■ **TEXT SECTION**:
━━━━━━━━

Higher response rates result in greater sample sizes and reduce bias. Research on ways to increase response rates for mail and Internet surveys suggests that the following steps will improve the odds that participants will complete and return your survey, whether it is by Internet or mail.

Make the survey as salient as possible to potential respondents.
Relevance can be tested with a small group of people similar to your respondents.

If possible, use Likert-type questions, versus open-ended questions, to increase response rates. 
Generally, the shorter the survey appears to respondents, the better.

Limit the number of questions of a sensitive nature, when possible.
Additionally, if possible, make the survey anonymous, as opposed to confidential.

Include prenotification and follow-ups to survey respondents.
Personalizing these contacts will also increase response rates. In addition, surveys conducted by noncommercial institutions (e.g., colleges) obtain higher response rates than those conducted by commercial institutions.

Provide additional copies of or links to the survey.
This can be done as part of follow-up with potential respondents.

Provide incentives. 
Incentives included in the initial mailing produce higher return rates than those contingent upon survey return, with twice the increase when monetary (versus nonmonetary) incentives are included up-front.

Consider these additional strategies for mail surveys:
Sending surveys using recorded delivery, using colored paper for mail surveys, and providing addressed, stamped return envelopes.

━━━━━━━━

Rewrite the passage on survey response rates starting with "Personalizing these contacts" and going on through "with potential respondents.", swapping "noncommercial" for "nonprofit".

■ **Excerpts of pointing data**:
━━━━━━━━

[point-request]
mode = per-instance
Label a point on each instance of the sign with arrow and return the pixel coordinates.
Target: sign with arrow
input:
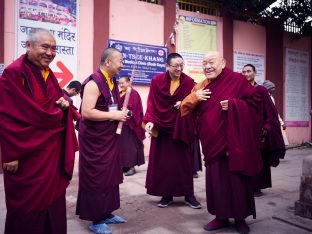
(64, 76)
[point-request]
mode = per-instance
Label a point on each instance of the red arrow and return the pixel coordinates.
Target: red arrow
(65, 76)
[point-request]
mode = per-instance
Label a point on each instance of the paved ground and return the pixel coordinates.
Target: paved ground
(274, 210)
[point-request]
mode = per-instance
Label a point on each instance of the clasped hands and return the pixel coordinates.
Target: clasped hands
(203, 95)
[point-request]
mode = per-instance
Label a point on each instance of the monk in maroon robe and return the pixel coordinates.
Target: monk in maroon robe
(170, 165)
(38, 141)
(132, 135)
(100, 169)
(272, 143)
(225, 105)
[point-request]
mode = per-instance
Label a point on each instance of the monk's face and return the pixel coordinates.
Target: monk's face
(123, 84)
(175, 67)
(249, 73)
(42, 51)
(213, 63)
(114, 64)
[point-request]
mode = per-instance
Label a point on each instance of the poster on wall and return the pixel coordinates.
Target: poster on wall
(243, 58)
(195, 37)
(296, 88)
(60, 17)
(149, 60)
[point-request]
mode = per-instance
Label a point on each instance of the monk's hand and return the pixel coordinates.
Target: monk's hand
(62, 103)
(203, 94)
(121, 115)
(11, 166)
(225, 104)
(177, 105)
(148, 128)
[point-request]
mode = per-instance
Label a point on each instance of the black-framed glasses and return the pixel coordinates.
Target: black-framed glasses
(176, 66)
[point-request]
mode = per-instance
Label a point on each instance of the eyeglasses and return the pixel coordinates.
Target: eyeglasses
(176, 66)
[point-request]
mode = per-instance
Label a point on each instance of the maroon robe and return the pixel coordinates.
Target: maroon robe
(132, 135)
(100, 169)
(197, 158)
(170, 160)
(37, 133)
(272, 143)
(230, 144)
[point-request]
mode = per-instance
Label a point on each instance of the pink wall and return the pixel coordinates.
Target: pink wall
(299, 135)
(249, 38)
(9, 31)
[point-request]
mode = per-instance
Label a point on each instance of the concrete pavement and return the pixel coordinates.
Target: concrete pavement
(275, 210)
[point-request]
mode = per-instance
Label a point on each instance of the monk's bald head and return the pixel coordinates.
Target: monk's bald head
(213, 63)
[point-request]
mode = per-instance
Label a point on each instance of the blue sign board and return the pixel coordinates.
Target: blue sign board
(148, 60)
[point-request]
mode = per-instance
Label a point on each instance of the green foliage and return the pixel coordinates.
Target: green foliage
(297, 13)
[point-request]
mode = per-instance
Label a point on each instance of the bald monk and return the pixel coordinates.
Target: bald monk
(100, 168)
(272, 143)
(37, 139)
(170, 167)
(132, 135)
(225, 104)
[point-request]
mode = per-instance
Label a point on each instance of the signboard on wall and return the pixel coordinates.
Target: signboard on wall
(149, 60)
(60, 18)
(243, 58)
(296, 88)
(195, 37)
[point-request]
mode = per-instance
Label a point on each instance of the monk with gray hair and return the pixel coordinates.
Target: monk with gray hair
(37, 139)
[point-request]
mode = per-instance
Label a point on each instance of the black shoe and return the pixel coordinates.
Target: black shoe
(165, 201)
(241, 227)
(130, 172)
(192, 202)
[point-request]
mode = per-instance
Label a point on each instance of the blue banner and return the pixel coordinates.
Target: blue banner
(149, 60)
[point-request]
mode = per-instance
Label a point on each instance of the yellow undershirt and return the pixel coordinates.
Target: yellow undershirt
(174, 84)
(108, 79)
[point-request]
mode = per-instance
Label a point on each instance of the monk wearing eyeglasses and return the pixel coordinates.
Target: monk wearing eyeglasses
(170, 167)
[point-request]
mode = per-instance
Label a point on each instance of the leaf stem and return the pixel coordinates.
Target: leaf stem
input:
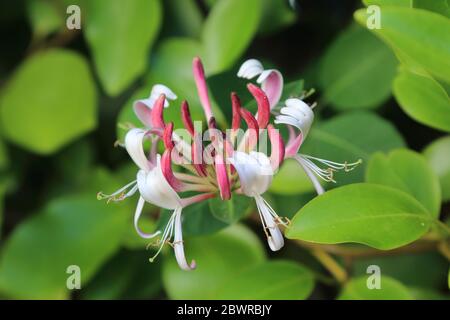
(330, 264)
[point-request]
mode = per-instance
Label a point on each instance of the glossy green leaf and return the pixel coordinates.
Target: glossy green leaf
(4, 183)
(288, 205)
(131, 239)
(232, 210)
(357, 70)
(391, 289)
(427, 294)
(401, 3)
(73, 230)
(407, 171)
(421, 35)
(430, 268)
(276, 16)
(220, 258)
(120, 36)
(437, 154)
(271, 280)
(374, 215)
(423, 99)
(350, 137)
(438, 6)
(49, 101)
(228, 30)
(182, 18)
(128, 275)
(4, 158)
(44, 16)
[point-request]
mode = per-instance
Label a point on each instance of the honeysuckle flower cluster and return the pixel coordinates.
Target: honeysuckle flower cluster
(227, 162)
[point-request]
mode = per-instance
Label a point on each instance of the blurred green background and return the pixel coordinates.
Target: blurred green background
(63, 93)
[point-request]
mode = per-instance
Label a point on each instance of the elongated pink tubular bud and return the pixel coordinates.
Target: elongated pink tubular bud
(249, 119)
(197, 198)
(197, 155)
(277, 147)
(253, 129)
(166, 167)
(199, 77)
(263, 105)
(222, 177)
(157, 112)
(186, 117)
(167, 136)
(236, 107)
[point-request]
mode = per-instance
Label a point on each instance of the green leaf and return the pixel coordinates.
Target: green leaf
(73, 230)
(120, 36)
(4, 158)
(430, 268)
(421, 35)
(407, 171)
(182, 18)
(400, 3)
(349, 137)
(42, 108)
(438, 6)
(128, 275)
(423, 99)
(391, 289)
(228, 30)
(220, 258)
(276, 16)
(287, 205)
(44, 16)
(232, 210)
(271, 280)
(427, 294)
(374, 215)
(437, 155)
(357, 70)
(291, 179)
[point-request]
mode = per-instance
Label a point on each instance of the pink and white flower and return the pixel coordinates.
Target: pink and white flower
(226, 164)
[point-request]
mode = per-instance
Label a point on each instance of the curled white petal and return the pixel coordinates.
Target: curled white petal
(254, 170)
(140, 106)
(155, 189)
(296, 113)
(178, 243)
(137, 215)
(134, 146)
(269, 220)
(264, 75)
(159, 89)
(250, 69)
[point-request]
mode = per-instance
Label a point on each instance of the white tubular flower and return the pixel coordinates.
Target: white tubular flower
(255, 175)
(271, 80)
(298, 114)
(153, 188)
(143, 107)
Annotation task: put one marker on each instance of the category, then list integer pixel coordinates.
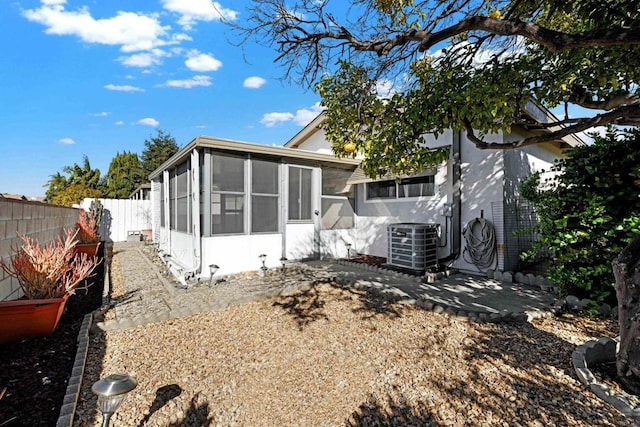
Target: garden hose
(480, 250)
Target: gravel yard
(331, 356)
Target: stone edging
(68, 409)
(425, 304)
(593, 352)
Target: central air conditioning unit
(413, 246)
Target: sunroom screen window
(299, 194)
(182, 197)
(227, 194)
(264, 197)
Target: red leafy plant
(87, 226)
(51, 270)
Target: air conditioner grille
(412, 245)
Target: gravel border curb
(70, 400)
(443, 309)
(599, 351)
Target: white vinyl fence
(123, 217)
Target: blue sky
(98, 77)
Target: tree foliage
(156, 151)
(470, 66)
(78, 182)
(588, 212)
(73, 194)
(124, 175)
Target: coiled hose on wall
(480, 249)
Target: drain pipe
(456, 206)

━━━━━━━━

■ **EXERCISE SOLUTION**:
Personalizing these contacts will also increase response rates. In addition, surveys conducted by nonprofit institutions (e.g., colleges) obtain higher response rates than those conducted by commercial institutions.

Provide additional copies of or links to the survey.
This can be done as part of follow-up with potential respondents.